Task
Would you output the whole listing below, exactly as it reads?
-- Material provided start --
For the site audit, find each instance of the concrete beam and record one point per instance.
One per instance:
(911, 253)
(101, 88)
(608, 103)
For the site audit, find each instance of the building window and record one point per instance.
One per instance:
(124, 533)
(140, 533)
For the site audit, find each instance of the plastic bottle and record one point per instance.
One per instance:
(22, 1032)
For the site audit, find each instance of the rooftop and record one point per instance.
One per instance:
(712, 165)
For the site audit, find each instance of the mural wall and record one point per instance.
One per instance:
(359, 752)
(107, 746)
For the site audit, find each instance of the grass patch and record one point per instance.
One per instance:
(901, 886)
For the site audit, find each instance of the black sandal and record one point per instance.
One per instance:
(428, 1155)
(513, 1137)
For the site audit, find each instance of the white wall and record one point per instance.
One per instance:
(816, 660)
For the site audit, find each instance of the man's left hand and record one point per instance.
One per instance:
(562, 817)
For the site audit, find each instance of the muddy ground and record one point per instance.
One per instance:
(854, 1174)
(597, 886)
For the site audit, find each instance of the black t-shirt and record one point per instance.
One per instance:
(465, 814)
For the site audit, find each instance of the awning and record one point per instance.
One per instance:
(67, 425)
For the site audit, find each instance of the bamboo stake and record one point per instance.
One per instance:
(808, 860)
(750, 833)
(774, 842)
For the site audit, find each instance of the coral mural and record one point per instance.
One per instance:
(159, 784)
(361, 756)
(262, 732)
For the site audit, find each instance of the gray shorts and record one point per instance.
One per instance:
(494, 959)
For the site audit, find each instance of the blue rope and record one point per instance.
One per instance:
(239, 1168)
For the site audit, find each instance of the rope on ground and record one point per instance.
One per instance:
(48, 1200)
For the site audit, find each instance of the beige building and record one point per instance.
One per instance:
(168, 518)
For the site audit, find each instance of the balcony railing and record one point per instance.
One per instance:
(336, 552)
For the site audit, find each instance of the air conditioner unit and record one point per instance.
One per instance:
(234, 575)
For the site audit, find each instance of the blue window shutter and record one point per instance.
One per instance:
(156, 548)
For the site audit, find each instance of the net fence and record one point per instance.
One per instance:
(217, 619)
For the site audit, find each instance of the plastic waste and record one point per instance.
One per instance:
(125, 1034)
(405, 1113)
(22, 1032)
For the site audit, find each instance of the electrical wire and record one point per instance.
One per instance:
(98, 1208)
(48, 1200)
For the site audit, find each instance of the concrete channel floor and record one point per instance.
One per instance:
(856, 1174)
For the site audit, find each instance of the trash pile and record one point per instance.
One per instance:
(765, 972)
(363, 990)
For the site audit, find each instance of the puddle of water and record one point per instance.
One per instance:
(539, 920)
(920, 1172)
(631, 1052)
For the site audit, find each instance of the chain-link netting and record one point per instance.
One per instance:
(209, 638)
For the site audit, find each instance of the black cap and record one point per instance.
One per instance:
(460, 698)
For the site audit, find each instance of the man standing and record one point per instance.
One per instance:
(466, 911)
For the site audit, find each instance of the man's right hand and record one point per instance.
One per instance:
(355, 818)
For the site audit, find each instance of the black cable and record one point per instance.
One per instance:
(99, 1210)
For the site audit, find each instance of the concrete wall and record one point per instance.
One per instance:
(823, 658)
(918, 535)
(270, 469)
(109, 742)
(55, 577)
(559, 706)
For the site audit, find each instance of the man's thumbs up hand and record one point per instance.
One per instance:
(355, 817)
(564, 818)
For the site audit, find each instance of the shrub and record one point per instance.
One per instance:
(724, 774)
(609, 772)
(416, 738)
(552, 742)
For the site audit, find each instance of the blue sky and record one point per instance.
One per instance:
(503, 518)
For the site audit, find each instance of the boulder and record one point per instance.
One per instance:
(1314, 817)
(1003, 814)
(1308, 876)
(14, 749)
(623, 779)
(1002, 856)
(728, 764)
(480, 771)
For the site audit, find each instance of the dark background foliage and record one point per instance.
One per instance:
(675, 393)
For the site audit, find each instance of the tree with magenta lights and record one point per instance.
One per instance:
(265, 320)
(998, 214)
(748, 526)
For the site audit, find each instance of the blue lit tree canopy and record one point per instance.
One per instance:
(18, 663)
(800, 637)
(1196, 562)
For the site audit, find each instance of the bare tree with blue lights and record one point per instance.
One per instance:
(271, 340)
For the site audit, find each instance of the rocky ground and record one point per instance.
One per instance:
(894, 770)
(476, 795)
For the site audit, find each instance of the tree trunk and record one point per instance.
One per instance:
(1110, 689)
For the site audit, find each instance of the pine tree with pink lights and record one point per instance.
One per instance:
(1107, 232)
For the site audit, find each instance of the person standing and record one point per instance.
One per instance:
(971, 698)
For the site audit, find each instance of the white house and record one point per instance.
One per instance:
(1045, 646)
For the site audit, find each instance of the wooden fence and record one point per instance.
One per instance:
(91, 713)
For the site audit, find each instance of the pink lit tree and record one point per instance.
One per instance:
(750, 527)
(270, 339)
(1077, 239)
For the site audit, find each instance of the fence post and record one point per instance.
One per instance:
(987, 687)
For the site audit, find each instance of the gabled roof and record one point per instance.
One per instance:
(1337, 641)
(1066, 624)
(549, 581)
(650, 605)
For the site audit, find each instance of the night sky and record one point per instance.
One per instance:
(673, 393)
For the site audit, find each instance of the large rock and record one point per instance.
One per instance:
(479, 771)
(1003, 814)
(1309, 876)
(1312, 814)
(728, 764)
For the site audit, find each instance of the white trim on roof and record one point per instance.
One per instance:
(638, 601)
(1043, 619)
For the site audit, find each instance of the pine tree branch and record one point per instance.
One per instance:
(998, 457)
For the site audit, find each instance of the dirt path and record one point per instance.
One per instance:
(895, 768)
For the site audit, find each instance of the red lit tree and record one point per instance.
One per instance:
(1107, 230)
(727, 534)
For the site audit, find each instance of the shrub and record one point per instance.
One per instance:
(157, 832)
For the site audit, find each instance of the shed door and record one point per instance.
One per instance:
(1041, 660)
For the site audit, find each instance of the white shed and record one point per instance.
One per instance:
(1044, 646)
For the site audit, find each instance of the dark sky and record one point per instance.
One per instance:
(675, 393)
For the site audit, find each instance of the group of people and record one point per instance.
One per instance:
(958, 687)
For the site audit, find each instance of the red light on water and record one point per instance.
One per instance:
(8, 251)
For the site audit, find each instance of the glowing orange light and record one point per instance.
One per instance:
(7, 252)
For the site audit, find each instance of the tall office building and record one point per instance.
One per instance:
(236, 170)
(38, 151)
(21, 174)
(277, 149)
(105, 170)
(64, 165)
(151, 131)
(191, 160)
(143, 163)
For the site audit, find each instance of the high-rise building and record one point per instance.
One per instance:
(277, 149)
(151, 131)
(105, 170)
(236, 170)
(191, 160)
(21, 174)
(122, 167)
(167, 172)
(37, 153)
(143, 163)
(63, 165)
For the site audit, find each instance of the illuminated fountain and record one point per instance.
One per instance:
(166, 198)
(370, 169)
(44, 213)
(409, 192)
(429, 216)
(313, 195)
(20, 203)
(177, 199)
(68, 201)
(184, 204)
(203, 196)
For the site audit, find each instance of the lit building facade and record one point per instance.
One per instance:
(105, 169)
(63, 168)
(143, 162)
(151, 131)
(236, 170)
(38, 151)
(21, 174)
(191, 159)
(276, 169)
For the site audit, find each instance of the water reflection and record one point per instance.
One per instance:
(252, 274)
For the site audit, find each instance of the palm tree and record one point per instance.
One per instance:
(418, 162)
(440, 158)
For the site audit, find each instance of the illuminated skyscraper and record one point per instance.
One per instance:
-- Material provided end --
Correct response
For the site audit, find each instance of the concrete beam and record one point per instance.
One per instance:
(911, 253)
(101, 88)
(608, 103)
For the site audit, find each instance of the building window and record one point per instance.
One per instance:
(124, 533)
(140, 533)
For the site audit, find each instance of the plastic bottle and record one point per instance.
One per instance:
(22, 1032)
For the site audit, find each instance of the rooftop and record one point per instance.
One per instance:
(712, 165)
For the site audit, find each instance of the mural wall and record one point per instance.
One per instance:
(359, 752)
(107, 746)
For the site audit, find each instance of the grass patch and record one point per instance.
One per instance:
(901, 886)
For the site audit, find each instance of the black sandal and record one point per instance.
One per instance:
(428, 1155)
(513, 1137)
For the site audit, find each instance of the white wall and record one point per instance.
One per instance:
(816, 660)
For the site audit, find each instance of the man's left hand and record one point per instance.
One per instance:
(562, 817)
For the site audit, find each instance of the muddy ground and record one point per instance.
One per instance:
(854, 1174)
(597, 886)
For the site audit, find each instance of the black t-shirt and record one point per instance.
One per instance:
(465, 814)
For the site audit, find each instance of the awning and record one point per instance.
One per instance:
(67, 425)
For the site audit, find each instance of the bamboo stake and record one point per instance.
One per instance:
(808, 860)
(750, 833)
(774, 842)
For the site audit, find each instance of the coral mural and record one point per instance.
One per instance:
(159, 784)
(361, 756)
(262, 732)
For the site audit, find each instance of the gray shorts and record one point per instance.
One per instance:
(494, 959)
For the site audit, find each instance of the blue rope and record one point per instance.
One per instance:
(239, 1168)
For the site audit, find each instance of the rope on ground and record one point per instance.
One per instance:
(48, 1200)
For the site audit, find each instance of the beige building and record one point per instance.
One per instance:
(168, 518)
For the site audit, find each instance of the balcony railing and record one point per instance.
One per instance:
(336, 552)
For the site audit, find each instance of the air conditioner unit and record one point per instance.
One per instance:
(234, 575)
For the site audit, find each instance of the blue window shutter and record one point per instance.
One per instance:
(156, 548)
For the site audit, find each instance of the net fence and record one point per instance.
One per instance:
(217, 619)
For the site audit, find each instance of the plastic waste and record one point per instance.
One per instance:
(125, 1034)
(405, 1113)
(22, 1032)
For the site audit, find each instance of the electrical wire and record one point per instance.
One per instance:
(98, 1208)
(48, 1200)
For the site audit, find each instance of the concrete channel floor and record one point per instance.
One per instance:
(856, 1174)
For the site audit, find each instance of the trash pile and record one point per instance.
One per instance:
(765, 972)
(363, 990)
For the site audit, find each instance of the puddle of water and record one point per instance.
One per instance:
(539, 920)
(920, 1172)
(631, 1052)
For the site audit, find each instance of the chain-link netting and record one point per instance.
One per instance:
(209, 638)
For the site audit, find each instance of the black cap and record one point per instance.
One per instance:
(460, 698)
For the site audit, find each instance of the man standing and record one point per instance.
One per instance:
(466, 911)
For the site audit, find each instance of the man's right hand and record one point per instance.
One per instance:
(355, 818)
For the site audit, find each instance of the black cable and record one point per instance.
One per instance:
(99, 1210)
For the site audit, find each instance of the concrete wall and record one point per instance.
One per instance:
(823, 658)
(918, 535)
(270, 469)
(109, 742)
(55, 577)
(559, 706)
For the site audit, find each instance of the man's thumbs up hand and record one point per instance.
One per instance:
(355, 817)
(564, 818)
For the site audit, find each instance of the shrub and record one point per instance.
One per instance:
(724, 774)
(609, 772)
(416, 738)
(552, 742)
For the site audit, find each instance of the blue sky and record one point per instance.
One per instance:
(503, 518)
For the site audit, find each instance of the boulder and record one point per instance.
One per instance:
(1314, 817)
(1003, 814)
(1308, 876)
(14, 749)
(623, 779)
(1002, 856)
(728, 764)
(480, 771)
For the site audit, find each instance of the dark background foliage and record one point per instance.
One per instance:
(675, 393)
For the site audit, find each instance of the tree with magenta lights and record one point per instance.
One per instance:
(265, 320)
(998, 214)
(748, 526)
For the site audit, find each instance of the blue lit tree canopy and record one point per instance.
One per instance:
(18, 663)
(800, 637)
(1196, 562)
For the site audit, find each instance of the bare tree with blue lights and record one point per instance.
One per instance:
(271, 340)
For the site audit, find each instance of the rocky ground and record one point per instance.
One per instance:
(894, 770)
(476, 795)
For the site audit, find each instance of the tree trunk and record one point per instance.
One per instance:
(1110, 689)
For the site audit, find each instance of the pine tree with pink lights and record one point per instance.
One per instance:
(1107, 232)
For the site audit, find each instance of the person standing and record one point per instance.
One per instance:
(971, 698)
For the site audit, find each instance of the white house and record one point per instance.
One per instance:
(1045, 646)
For the site audit, find each instance of the wooden fence and record one point per instance.
One per instance:
(91, 713)
For the site audit, find each instance of the pink lit tree and record one point per instance.
One per instance:
(750, 527)
(270, 339)
(1077, 239)
For the site audit, find each instance of the fence post and record one point per instance.
One per instance:
(987, 687)
For the site audit, find each instance of the gabled roof and record one point per instance.
One per instance:
(1337, 641)
(1066, 624)
(549, 581)
(650, 605)
For the site audit, find each instance of the night sky and record one point per instance.
One per instance:
(673, 393)
For the site audit, find each instance of the large rock and record one point per instance.
One per instance:
(479, 771)
(1003, 814)
(1309, 876)
(1312, 814)
(728, 764)
For the site audit, find each instance of the white trim on roof and record one point per instance.
One per instance:
(638, 601)
(1043, 619)
For the site audit, find each instance of the pine tree branch and record one point per instance.
One per instance:
(998, 457)
For the site audit, find each instance of the dirt path and record one point per instance.
One per instance:
(895, 768)
For the site audit, find each instance of the red lit tree and record one point per instance.
One per instance:
(1107, 230)
(727, 534)
For the site audit, find each instance of the shrub and record one point per instance.
One per instance:
(157, 832)
For the site audit, find each instance of the shed door and record one point per instance.
One per instance:
(1041, 660)
For the site audit, find each instance of the white shed and record one point per instance.
One per instance:
(1044, 646)
For the site audit, find each instance of the dark sky and record one point per instance.
One per instance:
(675, 393)
For the site audit, find each instance of the group of people and record one point per instance.
One per instance:
(958, 687)
For the site audit, find each instance of the red light on water and record one point per instance.
One per instance:
(8, 251)
For the site audit, find each instance of the glowing orange light and record one point per instance.
One per instance:
(7, 252)
For the site audit, find each instance of the tall office building and record one point per instance.
One per instance:
(236, 170)
(38, 151)
(21, 174)
(277, 149)
(105, 170)
(64, 165)
(151, 131)
(191, 160)
(143, 163)
For the site audit, find each instance of the high-rise building and record one point per instance.
One per instance:
(277, 149)
(151, 131)
(105, 170)
(236, 170)
(191, 160)
(21, 174)
(122, 167)
(167, 172)
(37, 153)
(143, 163)
(63, 165)
For the site audit, find each instance of the illuminated fountain and record one point per instance.
One per instance:
(166, 198)
(370, 169)
(44, 213)
(409, 192)
(429, 216)
(313, 195)
(20, 203)
(177, 199)
(68, 201)
(184, 204)
(203, 196)
For the site audit, find each instance of the lit building facade and record one point per instance.
One per instance:
(105, 169)
(63, 168)
(143, 162)
(151, 131)
(236, 170)
(38, 151)
(21, 174)
(191, 159)
(276, 169)
For the site audit, find each instance of the water reflection and record one point per instance.
One per instance:
(252, 274)
For the site audit, find each instance of the palm tree and record one point per instance.
One per instance:
(418, 162)
(440, 158)
For the site audit, find each instance of the illuminated skyscraper and record one point per instance.
One per instance:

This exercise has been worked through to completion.